**Okunacak Metin:**
Emsal Mahkeme Kararı İstanbul 14. Asliye Ticaret Mahkemesi 2016/501 E. 2020/832 K. 14.12.2020 T.

Görüntülediğiniz mahkeme kararı henüz kesinleşmemiştir. Yararlı olması amacıyla eklenmiştir.

T.C.
İSTANBUL
14. ASLİYE TİCARET MAHKEMESİ

ESAS NO : 2016/501 Esas
KARAR NO : 2020/832
DAVA : Tazminat (Ölüm Ve Cismani Zarar Sebebiyle Açılan Tazminat)
DAVA TARİHİ : 10/05/2016
KARAR TARİHİ : 14/12/2020

Mahkememizde görülmekte olan Tazminat (Ölüm Ve Cismani Zarar Sebebiyle Açılan Tazminat) davasının yapılan açık yargılaması sonunda,
GEREĞİ DÜŞÜNÜLDÜ:
İDDİA
Davacı vekilinin Mahkememize tevzi edilen dava dilekçesinde özetle; Davacının ZMMS (Trafik) Sigortası teminatı altındaki … plakalı araca 28.01.2011 tarihinde plakalı tespit edilemeyen bir aracın arkadan çarpması ve kaza mahallini terk etmesi sonucu karışılan 3 araçlı zincirleme kazada … plakalı araçta yolcu olan …’in %10 sürekli sakat kalacak şekilde yaralandığını; kaza mahallini terk ettiği için plakası tespit edilemeyen araç sürücüsünün kazanın meydana gelmesinde %100 kusurlu olduğunu; eksper incelemesi ile yolcu …’e 16.10.2015 tarihinde 34.223,00-TL sürekli sakatlık tazminatının ödendiğini, plakası tespit edilemeyen araç sürücüsünün kazanın meydana gelmesinde %100 kusurlu olması nedeniyle ödenen tazminatın …na rücu edilebileceğini; …na 06.11.2015 tarihli mektup ile başvurulduğu ancak ödenmediği açıklanarak; Mağdur …’e ödenen 34.223 TL tazminatın ödenme tarihi 16.10.2015 itibariyle avans faizi ile tahsilini talep etmiştir.

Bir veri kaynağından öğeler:
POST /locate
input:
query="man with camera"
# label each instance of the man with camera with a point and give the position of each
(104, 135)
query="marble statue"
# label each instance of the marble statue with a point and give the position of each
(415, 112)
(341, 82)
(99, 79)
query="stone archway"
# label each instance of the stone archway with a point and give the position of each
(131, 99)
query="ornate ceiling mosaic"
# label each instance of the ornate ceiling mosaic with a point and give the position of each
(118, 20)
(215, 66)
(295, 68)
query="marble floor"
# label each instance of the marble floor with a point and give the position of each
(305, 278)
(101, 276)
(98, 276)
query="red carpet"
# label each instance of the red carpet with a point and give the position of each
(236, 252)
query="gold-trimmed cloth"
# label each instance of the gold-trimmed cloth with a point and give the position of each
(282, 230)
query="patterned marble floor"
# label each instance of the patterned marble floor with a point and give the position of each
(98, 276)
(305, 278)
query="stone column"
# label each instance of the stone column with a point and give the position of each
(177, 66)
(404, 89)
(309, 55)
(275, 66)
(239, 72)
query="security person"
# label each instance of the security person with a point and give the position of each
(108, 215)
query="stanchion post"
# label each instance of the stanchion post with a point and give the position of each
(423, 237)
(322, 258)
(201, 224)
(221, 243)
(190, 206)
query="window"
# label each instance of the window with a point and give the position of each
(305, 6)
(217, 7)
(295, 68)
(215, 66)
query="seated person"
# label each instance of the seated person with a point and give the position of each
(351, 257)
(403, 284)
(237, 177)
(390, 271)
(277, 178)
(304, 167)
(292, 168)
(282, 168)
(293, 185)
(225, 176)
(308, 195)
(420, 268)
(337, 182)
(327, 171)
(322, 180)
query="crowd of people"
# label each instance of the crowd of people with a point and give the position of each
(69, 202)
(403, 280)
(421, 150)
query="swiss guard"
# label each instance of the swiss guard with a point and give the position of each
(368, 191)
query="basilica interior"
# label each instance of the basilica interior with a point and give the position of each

**Görev Listesi:**
**a)** Mahkeme kararına göre dava hangi tarihte açılmıştır?
**b)** Mahkeme kararında “Emsal Mahkeme Kararı” sözleriyle başlayıp “olması amacıyla eklenmiştir.” sözlerine kadar süren bölümü aynen alıntılayın.
Bu malzeme, mahkeme kararından ayrı ve bağımsızdır.

**Alıştırma Yanıtları:**
**a)** Dava 10/05/2016 tarihinde açılmıştır.

**b)**
Emsal Mahkeme Kararı İstanbul 14. Asliye Ticaret Mahkemesi 2016/501 E. 2020/832 K. 14.12.2020 T.

Görüntülediğiniz mahkeme kararı henüz kesinleşmemiştir. Yararlı olması amacıyla eklenmiştir.